## DOCUMENT TEXT
+++

Foreign keys are integrity constraints enforcing that the value of the attribute set is drawn from a candidate key in another relation. For example, in the Order relation the attribute Customer ID is a foreign key. A join is the operation that draws on information from several relations at once. By joining relvars from the example above we could query the database for all of the Customers, Orders, and Invoices. If we only wanted the tuples for a specific customer, we would specify this using a restriction condition. If we wanted to retrieve all of the Orders for Customer 123, we could query the database to return every row in the Order table with Customer ID 123 .

There is a flaw in our database design above. The Invoice relvar contains an Order ID attribute. So, each tuple in the Invoice relvar will have one Order ID, which implies that there is precisely one Order for each Invoice. But in reality an invoice can be created against many orders, or indeed for no particular order. Additionally the Order relvar contains an Invoice ID attribute, implying that each Order has a corresponding Invoice. But again this is not always true in the real world. An order is sometimes paid through several invoices, and sometimes paid without an invoice. In other words, there can be many Invoices per Order and many Orders per Invoice. This is a many-to-many relationship between Order and Invoice (also called a non-specific relationship). To represent this relationship in the database a new relvar should be introduced whose role is to specify the correspondence between Orders and Invoices:

OrderInvoice (Order ID, Invoice ID)

Now, the Order relvar has a one-to-many relationship to the OrderInvoice table, as does the Invoice relvar. If we want to retrieve every Invoice for a particular Order, we can query for all orders where Order ID in the Order relation equals the Order ID in OrderInvoice, and where Invoice ID in OrderInvoice equals the Invoice ID in Invoice.

+++

## MATERIAL PROVIDED
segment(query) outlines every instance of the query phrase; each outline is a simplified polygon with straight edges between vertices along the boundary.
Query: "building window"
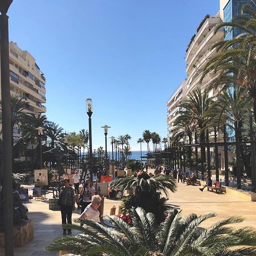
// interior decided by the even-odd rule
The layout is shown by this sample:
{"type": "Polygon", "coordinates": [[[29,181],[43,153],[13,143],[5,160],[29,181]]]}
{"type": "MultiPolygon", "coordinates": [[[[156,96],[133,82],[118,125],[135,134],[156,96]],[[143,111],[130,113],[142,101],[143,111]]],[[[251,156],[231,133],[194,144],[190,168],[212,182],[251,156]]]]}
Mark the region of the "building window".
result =
{"type": "Polygon", "coordinates": [[[16,144],[18,142],[18,141],[19,141],[19,137],[18,137],[16,136],[13,137],[13,142],[14,144],[16,144]]]}
{"type": "Polygon", "coordinates": [[[18,127],[13,127],[13,133],[19,134],[19,129],[18,127]]]}
{"type": "Polygon", "coordinates": [[[15,56],[16,58],[18,58],[18,53],[14,51],[14,49],[10,49],[10,52],[14,56],[15,56]]]}
{"type": "Polygon", "coordinates": [[[32,74],[30,72],[28,72],[28,77],[32,80],[35,80],[35,77],[34,76],[33,74],[32,74]]]}
{"type": "Polygon", "coordinates": [[[10,77],[11,78],[11,81],[16,82],[16,84],[19,84],[19,76],[17,74],[15,74],[13,71],[10,71],[10,77]]]}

+++

## GOALS
1. According to the relational database text, what new relvar represents the many-to-many relationship between Order and Invoice?
2. Rewrite the passage of the relational database text that begins with the words "Foreign keys are" and ends with "Customer ID 123 .", using "filter condition" in place of "restriction condition".
3. Carry on the relational database text from its final sentence.
The items are separate material.

## ANSWERS FOR THE EXERCISE
1. OrderInvoice (Order ID, Invoice ID)

2.
Foreign keys are integrity constraints enforcing that the value of the attribute set is drawn from a candidate key in another relation. For example, in the Order relation the attribute Customer ID is a foreign key. A join is the operation that draws on information from several relations at once. By joining relvars from the example above we could query the database for all of the Customers, Orders, and Invoices. If we only wanted the tuples for a specific customer, we would specify this using a filter condition. If we wanted to retrieve all of the Orders for Customer 123, we could query the database to return every row in the Order table with Customer ID 123 .

3.
A data type as used in a typical relational database might be the set of integers, the set of character strings, the set of dates, or the two Boolean values true and false, and so on. The corresponding type names for these types might be the strings "int", "char", "date", "boolean", etc. It is important to understand, though, that relational theory does not dictate what types are to be supported; indeed, nowadays provisions are expected to be available for user-defined types in addition to the built-in ones provided by the system.

Attribute is the term used in the theory for what is commonly referred to as a column. Similarly, table is commonly used in place of the theoretical term relation (though in SQL the term is by no means synonymous with relation). A table data structure is specified as a list of column definitions, each of which specifies a unique column name and the type of the values that are permitted for that column. An attribute value is the entry in a specific column and row, such as "John Doe" or "35".

A tuple is basically the same thing as a row, except in an SQL DBMS, where the column values in a row are ordered. (Tuples are not ordered; instead, each attribute value is identified solely by the attribute name and never by its ordinal position within the tuple.) An attribute name might be "name" or "age".

A relation is a table structure definition (a set of column definitions) along with the data appearing in that structure. The structure definition is the heading and the data appearing in it is the body, a set of rows. A database relvar (relation variable) is commonly known as a base table. The heading of its assigned value at any time is as specified in the table declaration and its body is that most recently assigned to it by invoking some update operator (typically, INSERT, UPDATE, or DELETE). The heading and body of the table resulting from evaluation of some query are determined by the definitions of the operators used in the expression of that query. (Note that in SQL the heading is not always a set of column definitions as described above, because it is possible for a column to have no name and also for two or more columns to have the same name. Also, the body is not always a set of rows because in SQL it is possible for the same row to appear more than once in the same body.)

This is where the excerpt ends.